* _Short task_
Print the records below word for word, but leave out the pictures.

[A run of records]
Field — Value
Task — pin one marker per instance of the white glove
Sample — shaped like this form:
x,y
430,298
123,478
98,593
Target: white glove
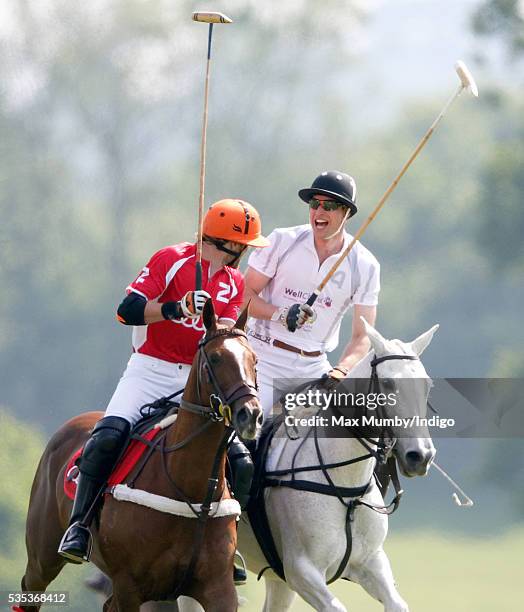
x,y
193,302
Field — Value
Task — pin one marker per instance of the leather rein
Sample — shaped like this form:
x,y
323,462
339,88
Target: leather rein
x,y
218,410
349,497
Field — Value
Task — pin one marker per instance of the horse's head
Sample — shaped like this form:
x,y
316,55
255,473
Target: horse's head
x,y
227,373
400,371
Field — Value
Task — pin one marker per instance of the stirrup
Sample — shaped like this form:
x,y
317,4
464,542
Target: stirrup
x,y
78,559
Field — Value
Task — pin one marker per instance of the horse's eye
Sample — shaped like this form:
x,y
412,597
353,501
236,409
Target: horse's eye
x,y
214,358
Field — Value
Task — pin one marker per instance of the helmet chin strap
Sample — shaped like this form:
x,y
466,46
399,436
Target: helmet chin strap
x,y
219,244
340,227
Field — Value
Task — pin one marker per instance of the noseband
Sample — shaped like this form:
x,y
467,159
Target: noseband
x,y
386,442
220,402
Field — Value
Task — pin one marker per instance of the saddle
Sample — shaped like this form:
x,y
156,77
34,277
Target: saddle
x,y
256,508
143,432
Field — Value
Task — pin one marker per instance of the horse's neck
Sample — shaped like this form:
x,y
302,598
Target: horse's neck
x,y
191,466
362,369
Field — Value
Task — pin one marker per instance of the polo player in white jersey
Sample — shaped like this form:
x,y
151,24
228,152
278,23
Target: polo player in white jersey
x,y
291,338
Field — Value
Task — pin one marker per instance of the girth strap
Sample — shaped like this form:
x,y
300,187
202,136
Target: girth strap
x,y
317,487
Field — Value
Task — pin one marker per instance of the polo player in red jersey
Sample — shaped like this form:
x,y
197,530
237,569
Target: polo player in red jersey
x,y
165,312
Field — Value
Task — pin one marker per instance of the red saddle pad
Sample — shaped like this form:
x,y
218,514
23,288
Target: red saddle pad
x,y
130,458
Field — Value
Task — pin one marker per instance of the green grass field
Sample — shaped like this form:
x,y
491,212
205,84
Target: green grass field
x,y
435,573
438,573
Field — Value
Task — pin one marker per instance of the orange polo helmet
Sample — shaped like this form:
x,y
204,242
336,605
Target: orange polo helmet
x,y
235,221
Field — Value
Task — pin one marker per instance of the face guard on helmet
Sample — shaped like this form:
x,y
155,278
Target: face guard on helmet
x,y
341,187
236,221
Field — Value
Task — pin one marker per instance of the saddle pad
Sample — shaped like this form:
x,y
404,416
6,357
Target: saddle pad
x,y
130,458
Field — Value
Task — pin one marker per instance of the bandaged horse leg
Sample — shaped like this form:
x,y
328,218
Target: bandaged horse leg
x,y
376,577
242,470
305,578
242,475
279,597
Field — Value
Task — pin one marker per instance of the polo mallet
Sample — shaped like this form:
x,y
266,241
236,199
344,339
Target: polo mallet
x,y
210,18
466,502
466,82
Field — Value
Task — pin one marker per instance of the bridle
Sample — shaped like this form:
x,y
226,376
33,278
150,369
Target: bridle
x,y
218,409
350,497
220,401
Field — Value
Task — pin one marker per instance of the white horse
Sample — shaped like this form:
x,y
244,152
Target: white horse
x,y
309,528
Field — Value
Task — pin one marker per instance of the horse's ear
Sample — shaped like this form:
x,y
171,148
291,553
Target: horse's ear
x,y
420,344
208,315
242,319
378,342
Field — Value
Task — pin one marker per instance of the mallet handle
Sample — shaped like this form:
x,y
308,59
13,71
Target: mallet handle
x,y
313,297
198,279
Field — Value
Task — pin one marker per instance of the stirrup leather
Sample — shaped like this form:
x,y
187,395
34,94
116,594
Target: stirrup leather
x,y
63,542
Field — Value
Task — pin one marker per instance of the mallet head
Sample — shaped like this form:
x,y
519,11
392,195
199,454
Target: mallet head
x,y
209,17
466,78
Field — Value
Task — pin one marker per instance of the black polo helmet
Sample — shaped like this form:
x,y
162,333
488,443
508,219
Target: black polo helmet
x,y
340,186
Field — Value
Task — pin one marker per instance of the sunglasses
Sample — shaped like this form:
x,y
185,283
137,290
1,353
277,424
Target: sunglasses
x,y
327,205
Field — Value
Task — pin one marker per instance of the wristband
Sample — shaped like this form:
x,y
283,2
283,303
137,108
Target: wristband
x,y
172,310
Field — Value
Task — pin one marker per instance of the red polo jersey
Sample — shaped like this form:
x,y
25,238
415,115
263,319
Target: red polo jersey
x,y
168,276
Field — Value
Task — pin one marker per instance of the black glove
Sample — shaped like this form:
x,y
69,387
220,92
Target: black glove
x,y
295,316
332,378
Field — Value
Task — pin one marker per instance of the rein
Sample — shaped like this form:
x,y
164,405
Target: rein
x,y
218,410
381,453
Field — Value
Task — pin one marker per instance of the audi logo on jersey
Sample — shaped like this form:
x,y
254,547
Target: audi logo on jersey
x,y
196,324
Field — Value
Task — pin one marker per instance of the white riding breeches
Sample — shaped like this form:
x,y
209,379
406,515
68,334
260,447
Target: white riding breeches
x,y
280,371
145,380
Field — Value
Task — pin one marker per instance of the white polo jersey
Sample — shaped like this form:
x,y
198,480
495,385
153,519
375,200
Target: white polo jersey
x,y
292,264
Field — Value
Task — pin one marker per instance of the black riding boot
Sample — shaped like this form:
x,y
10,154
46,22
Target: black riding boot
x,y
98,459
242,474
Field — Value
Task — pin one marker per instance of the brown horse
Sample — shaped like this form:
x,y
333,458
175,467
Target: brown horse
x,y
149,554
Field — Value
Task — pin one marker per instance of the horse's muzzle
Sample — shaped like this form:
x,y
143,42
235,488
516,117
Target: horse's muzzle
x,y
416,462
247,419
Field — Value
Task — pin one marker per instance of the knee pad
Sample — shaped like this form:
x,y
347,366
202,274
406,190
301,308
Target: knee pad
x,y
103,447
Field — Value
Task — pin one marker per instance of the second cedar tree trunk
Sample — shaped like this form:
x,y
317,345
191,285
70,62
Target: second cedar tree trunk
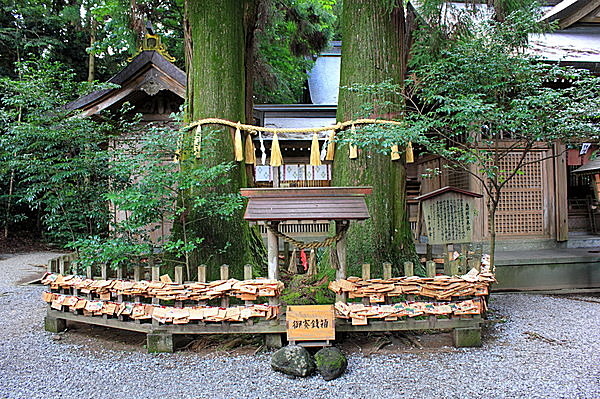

* _Exercise response_
Field — Value
Task — pin one marker per instance of the white glove
Sample — shaped like this form:
x,y
430,298
123,478
98,593
Target: white glove
x,y
193,302
Field — Value
Task — pin one marker per instance of the leather rein
Sample — shaped like this form:
x,y
323,462
339,88
Target: leather rein
x,y
218,410
349,497
Field — Value
Task — pin one marker per instance of the horse's head
Sample — shaped like this form:
x,y
316,55
255,473
Target: horse's head
x,y
227,373
400,371
Field — Value
Task — pin one marker per instance of the stirrup
Sample — shaped like this form:
x,y
317,4
464,542
Target: stirrup
x,y
78,559
Field — Value
Task — pin one marker per instance of the horse's eye
Sample — shaped like this form:
x,y
412,597
353,501
236,409
Target: horse's eye
x,y
214,358
Field — Value
Task — pin one marker per instance of the helmet chin strap
Sample — shaped like this form:
x,y
466,46
399,436
Target: helmet chin strap
x,y
219,244
340,227
Field — Value
Task — pin one marker per instance of the noseband
Sample — shaped like this form:
x,y
467,159
Target: noseband
x,y
386,442
220,402
Field — Value
Task — pin one marker per instance of the saddle
Sample — shaped like this form:
x,y
156,77
34,277
Target: saddle
x,y
256,508
143,432
Field — Value
Task — pin one marker per instance of the horse's neck
Sample — shaped like this form:
x,y
302,598
Target: horse's neck
x,y
191,466
362,369
Field — Value
Task — pin one marker per instance of the polo player in white jersey
Sample — shaped like this form:
x,y
151,24
228,152
278,23
Target: polo player in white jersey
x,y
291,338
Field — Value
Task — pin one marker per instance of the girth strap
Sample — shaped like this form:
x,y
300,187
202,136
Target: girth strap
x,y
317,487
Field — Value
Task — pin one marker per instance of the polo player in red jersey
Sample — shaped like this form:
x,y
197,530
237,569
Target: polo player in red jersey
x,y
165,312
Field — Value
Task — pin one marker per instance of the red saddle pad
Sample — shaped like this form:
x,y
218,514
23,288
Target: red saddle pad
x,y
130,458
Field — Value
Task — pin one marker per instance of the green grass field
Sample — shaped like this form:
x,y
491,212
205,84
Target: green grass field
x,y
435,573
438,573
Field — Value
Task — pin one marker per instance of the orange polo helmet
Sample — shaped like this form:
x,y
204,242
336,605
Target: orange polo helmet
x,y
235,221
Field — Value
Task — pin one marker per instance of the face guard on helmet
Sample — shaped like this form:
x,y
155,278
Target: face guard on helmet
x,y
341,187
236,221
Field — Value
Task — pin one marker per instance of the saddle pad
Sample — shaped like this form:
x,y
404,416
6,357
Target: saddle pad
x,y
130,458
Field — Value
Task — pin one marker per instance of the bandaged horse leg
Sample — shaped like this form:
x,y
328,218
Target: bandaged horse leg
x,y
376,577
242,470
305,578
242,475
279,597
Field — Value
Task — pin one marker per instance of the polo mallet
Sample — shaped like this form:
x,y
266,241
236,199
344,339
Target: polo mallet
x,y
210,18
466,502
466,82
Field — Value
Task — pin one marker per instance of the bridle
Sample — shaped like this form:
x,y
226,376
33,278
150,369
Target: bridle
x,y
218,409
350,497
220,401
Field — Value
Task — pin one marker per instance of the white horse
Sample — shaped like this form:
x,y
244,152
Target: white horse
x,y
309,528
Field — Value
Task — pin one marker per instance of the horse's ear
Sample — shaped like this form:
x,y
171,148
291,553
Target: horse's ear
x,y
420,344
208,315
242,319
378,342
Field — Value
Task — pin one marker per instance of the mallet handle
Sample — shaped like this form:
x,y
308,59
13,71
Target: mallet handle
x,y
313,297
198,279
Field — Value
Task — pin one marker per instance of the stirrup leather
Sample — shaped like this form:
x,y
187,395
34,94
116,594
Target: stirrup leather
x,y
63,542
Field — Value
Task — pin one marker per instance of the mallet head
Sample — shaped like this form:
x,y
519,11
392,195
199,454
Target: mallet head
x,y
209,17
466,78
Field — Value
Task — pin one marker per instance of the black polo helmet
Sample — shaped like this form:
x,y
162,333
488,443
508,219
Target: black polo helmet
x,y
340,186
Field — Value
Task — pin one marker per instance of the sunglasses
Sample — shaped like this form:
x,y
185,283
137,290
1,353
277,424
Target: sunglasses
x,y
327,205
Field — Value
Task — pin one marker per instance of the wristband
Sample — shaped like this form:
x,y
283,2
283,303
137,108
Target: wristband
x,y
172,310
Field — Value
Task — pin one marker per instance of the red polo jersey
Sample — shaped like this form:
x,y
25,238
415,115
263,319
Target: red polo jersey
x,y
168,276
Field — Value
Task — pin one marker per instance of the black glove
Sample — shaped like this form:
x,y
69,387
220,92
Target: black glove
x,y
295,316
332,378
Field — Value
Task — pin one marker per instance of the rein
Sample — shaped like this form:
x,y
164,405
Target: rein
x,y
218,410
381,453
Field — Value
Task — pin one marker per instance of the audi logo on jersey
Sample — shaped like this form:
x,y
254,547
Target: audi logo on jersey
x,y
196,324
Field — Value
Task — pin one marker per instance of the white riding breeches
Sample — shaped like this form:
x,y
209,379
406,515
68,334
260,447
Target: white riding breeches
x,y
280,371
145,380
Field — Value
Task — pin one marker per instance of the white polo jersey
Sample — shaped like this form:
x,y
198,480
495,385
153,519
375,200
Target: white polo jersey
x,y
292,264
Field — Value
Task — pin one marker per instance of the black riding boot
Sample — shaped like this form:
x,y
10,154
46,22
Target: black riding boot
x,y
98,459
242,474
Field — Value
Task — pin one marker per instance of the brown horse
Sample — shaped like this form:
x,y
333,458
175,467
Target: brown horse
x,y
149,554
Field — Value
Task — pin one marker per instance of the horse's muzzle
Sample — shaped like this form:
x,y
143,42
235,488
516,117
Target: horse's muzzle
x,y
416,462
247,419
Field — Value
Task — pin one marker per instance of the knee pad
Sample — shaped like this form:
x,y
347,366
202,274
406,190
301,308
Target: knee pad
x,y
103,447
Field — Value
Task — pin one marker per instance of the second cedar tree trunk
Sample — shaped like this form:
x,y
317,345
191,285
70,62
Target: second cedar tree trunk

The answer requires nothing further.